(Records from a data source)
◆ ◆ ◆ ◆

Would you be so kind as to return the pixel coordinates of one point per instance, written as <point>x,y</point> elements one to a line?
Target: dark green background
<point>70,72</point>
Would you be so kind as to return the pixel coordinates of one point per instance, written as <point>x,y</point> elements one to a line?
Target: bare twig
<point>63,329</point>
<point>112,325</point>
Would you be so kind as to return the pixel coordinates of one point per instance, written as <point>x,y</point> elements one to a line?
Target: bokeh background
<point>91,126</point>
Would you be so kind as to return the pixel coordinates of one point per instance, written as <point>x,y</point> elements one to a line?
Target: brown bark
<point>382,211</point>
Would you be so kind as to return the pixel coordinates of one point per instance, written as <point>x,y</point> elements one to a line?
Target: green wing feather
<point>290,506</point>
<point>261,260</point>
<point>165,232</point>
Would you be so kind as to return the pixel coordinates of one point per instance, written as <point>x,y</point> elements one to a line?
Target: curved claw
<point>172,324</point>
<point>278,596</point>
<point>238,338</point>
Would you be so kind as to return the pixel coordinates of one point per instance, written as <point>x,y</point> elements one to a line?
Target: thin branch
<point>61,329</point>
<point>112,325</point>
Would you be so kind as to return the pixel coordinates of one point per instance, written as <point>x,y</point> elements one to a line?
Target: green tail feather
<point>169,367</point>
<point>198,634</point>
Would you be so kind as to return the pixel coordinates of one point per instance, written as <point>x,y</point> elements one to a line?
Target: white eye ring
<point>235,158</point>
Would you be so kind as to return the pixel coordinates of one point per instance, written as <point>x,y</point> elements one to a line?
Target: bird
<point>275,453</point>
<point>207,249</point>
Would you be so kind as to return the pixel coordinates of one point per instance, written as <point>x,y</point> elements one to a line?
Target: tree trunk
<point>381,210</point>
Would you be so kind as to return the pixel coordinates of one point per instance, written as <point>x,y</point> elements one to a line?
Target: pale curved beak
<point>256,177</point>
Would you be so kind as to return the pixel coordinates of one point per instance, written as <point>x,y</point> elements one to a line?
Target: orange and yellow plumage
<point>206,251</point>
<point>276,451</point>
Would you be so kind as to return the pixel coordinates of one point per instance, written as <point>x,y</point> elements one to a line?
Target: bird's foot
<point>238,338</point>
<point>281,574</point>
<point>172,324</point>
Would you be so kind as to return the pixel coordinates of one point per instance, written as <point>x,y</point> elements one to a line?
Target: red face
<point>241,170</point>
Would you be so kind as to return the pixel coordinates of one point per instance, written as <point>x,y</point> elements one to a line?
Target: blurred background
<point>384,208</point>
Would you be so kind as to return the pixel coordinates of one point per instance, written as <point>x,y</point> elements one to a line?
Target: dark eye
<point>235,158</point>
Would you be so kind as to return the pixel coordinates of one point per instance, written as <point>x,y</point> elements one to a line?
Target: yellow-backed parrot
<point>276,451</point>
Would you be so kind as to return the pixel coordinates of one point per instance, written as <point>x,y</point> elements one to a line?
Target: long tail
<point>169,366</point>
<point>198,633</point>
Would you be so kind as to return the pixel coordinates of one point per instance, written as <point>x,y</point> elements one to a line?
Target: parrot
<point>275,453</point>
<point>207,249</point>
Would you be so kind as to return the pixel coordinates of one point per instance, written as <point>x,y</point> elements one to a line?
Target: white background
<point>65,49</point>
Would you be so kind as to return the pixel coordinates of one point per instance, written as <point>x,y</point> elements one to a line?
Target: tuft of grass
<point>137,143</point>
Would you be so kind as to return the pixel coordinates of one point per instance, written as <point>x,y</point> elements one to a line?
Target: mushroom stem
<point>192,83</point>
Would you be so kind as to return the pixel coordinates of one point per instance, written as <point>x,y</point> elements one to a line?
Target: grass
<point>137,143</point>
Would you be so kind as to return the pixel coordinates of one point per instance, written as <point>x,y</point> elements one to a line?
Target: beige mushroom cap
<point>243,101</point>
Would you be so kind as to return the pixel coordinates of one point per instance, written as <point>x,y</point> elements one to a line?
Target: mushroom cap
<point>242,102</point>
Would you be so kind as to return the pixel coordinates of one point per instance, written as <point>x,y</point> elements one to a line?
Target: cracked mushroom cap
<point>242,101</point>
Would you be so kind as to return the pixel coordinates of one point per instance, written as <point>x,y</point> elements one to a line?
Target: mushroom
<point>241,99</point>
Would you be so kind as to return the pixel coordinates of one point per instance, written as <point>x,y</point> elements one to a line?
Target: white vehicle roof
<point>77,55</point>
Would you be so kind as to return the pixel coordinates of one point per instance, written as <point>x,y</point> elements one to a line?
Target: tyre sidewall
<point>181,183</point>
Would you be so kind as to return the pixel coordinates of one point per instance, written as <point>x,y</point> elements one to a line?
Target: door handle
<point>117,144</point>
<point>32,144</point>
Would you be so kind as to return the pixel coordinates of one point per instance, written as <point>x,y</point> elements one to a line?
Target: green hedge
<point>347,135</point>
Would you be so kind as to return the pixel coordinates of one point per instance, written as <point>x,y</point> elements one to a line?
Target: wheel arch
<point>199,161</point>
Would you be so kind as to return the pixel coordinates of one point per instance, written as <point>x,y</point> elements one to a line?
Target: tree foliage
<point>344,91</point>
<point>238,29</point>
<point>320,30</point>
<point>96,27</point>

◆ ◆ ◆ ◆

▶ What to do
Every entry must appear in the answer exactly as written.

▶ Exercise answer
Would you be so kind as to return the pixel coordinates of one point per instance, written as <point>x,y</point> elements one to a line?
Target: dark green background
<point>70,72</point>
Would you be so kind as to return the pixel coordinates of one point per instance, written as <point>x,y</point> elements one to a line?
Target: bare twig
<point>63,329</point>
<point>112,325</point>
Would you be so kind as to return the pixel coordinates of one point per instance, written as <point>x,y</point> elements one to a line?
Target: bokeh background
<point>91,126</point>
Would you be so kind as to return the pixel coordinates of one point per instance, written as <point>x,y</point> elements one to a line?
Target: brown bark
<point>382,211</point>
Would you be so kind as to return the pixel coordinates of one point per instance, written as <point>x,y</point> elements one to a line?
Target: green wing feather
<point>290,506</point>
<point>261,260</point>
<point>165,232</point>
Would you be so kind as to return the pixel coordinates of one point per instance, written as <point>x,y</point> elements one to a line?
Target: curved claw
<point>172,324</point>
<point>278,596</point>
<point>238,338</point>
Would you be so kind as to return the pixel coordinates of one point per instance, written as <point>x,y</point> elements one to a line?
Target: thin branch
<point>61,329</point>
<point>112,325</point>
Would you be so kind as to return the pixel coordinates of one point per instance, written as <point>x,y</point> elements one to a line?
Target: green tail feather
<point>169,367</point>
<point>198,634</point>
Would you be so kind as to return the pixel coordinates of one point per instance, written as <point>x,y</point> elements one to a line?
Target: white eye ring
<point>235,158</point>
Would you be so kind as to return the pixel coordinates of one point per instance, written as <point>x,y</point> elements one to a line?
Target: bird
<point>275,453</point>
<point>207,249</point>
Would you be so kind as to return the pixel coordinates of one point per instance, written as <point>x,y</point> elements one to a line?
Target: tree trunk
<point>381,210</point>
Would you be so kind as to return the pixel coordinates of one point per instance, written as <point>x,y</point> elements one to a line?
Target: pale curved beak
<point>256,177</point>
Would you be so kind as to return the pixel coordinates of one point per instance, written as <point>x,y</point> elements one to a line?
Target: orange and yellow plumage
<point>206,251</point>
<point>276,451</point>
Would you be so kind as to return the pixel coordinates of one point per instance, written as <point>x,y</point> elements one to a line?
Target: bird's foot
<point>238,338</point>
<point>281,574</point>
<point>172,324</point>
Would you be so kind as to return the pixel coordinates of one point per instance, written as <point>x,y</point> elements one to a line?
Target: red face
<point>241,170</point>
Would you be so kind as to return the pixel coordinates of one point per instance, written as <point>x,y</point> elements one to a line?
Target: blurred background
<point>384,208</point>
Would you be so kind as to return the pixel coordinates of one point per instance, written as <point>x,y</point> elements one to a line?
Target: dark eye
<point>235,158</point>
Would you be so kind as to return the pixel coordinates of one point per instance, written as <point>x,y</point> elements one to a line?
Target: yellow-backed parrot
<point>276,451</point>
Would you be so kind as to return the pixel coordinates of one point per instance, written as <point>x,y</point> elements one to a line?
Target: long tail
<point>169,366</point>
<point>198,633</point>
Would you be so kind as to return the pixel coordinates of one point per instance, written as <point>x,y</point> elements one to a line?
Target: parrot
<point>275,453</point>
<point>207,249</point>
Would you be so kind as to return the pixel coordinates of one point per instance, written as <point>x,y</point> elements one to a line?
Target: white background
<point>65,49</point>
Would you be so kind as to return the pixel coordinates of one point per instance, written as <point>x,y</point> elements one to a line?
Target: tuft of grass
<point>137,143</point>
Would you be so kind as to return the pixel coordinates of one point per instance, written as <point>x,y</point> elements one to a line?
Target: mushroom stem
<point>192,83</point>
Would you be so kind as to return the pixel coordinates of one point per instance, written as <point>x,y</point> elements one to a line?
Target: grass
<point>137,143</point>
Would you be so kind as to return the pixel coordinates of one point per instance, written as <point>x,y</point> elements one to a line?
Target: beige mushroom cap
<point>243,101</point>
Would you be so kind as to return the pixel coordinates of one point per instance, written as <point>x,y</point> elements one to a line?
Target: mushroom cap
<point>242,102</point>
Would you be so kind as to return the pixel coordinates of one point per instance, written as <point>x,y</point> elements one to a line?
Target: cracked mushroom cap
<point>242,101</point>
Would you be so kind as to return the pixel coordinates of one point per instance, written as <point>x,y</point> elements one to a line?
Target: mushroom
<point>241,99</point>
Would you be so kind as to return the pixel coordinates of one point per instance, written as <point>x,y</point> elements one to a line?
Target: white vehicle roof
<point>77,55</point>
Would you be so kind as to return the pixel coordinates of one point per instance, written as <point>x,y</point> elements one to a line?
Target: tyre sidewall
<point>181,183</point>
Would you be so kind as to return the pixel coordinates of one point per instance, written as <point>x,y</point> elements one to a line?
Target: door handle
<point>117,144</point>
<point>32,144</point>
Would you be so kind as to return the pixel coordinates of one point per instance, written as <point>x,y</point> elements one to a line?
Target: green hedge
<point>347,135</point>
Would you be so kind as to return the pixel coordinates of one point per instance, written as <point>x,y</point> elements one to a line?
Target: wheel arch
<point>199,161</point>
Would you be so kind as to return the pixel coordinates of one point per instance, written as <point>x,y</point> elements one to a line?
Target: tree foliage
<point>344,91</point>
<point>238,29</point>
<point>320,30</point>
<point>96,27</point>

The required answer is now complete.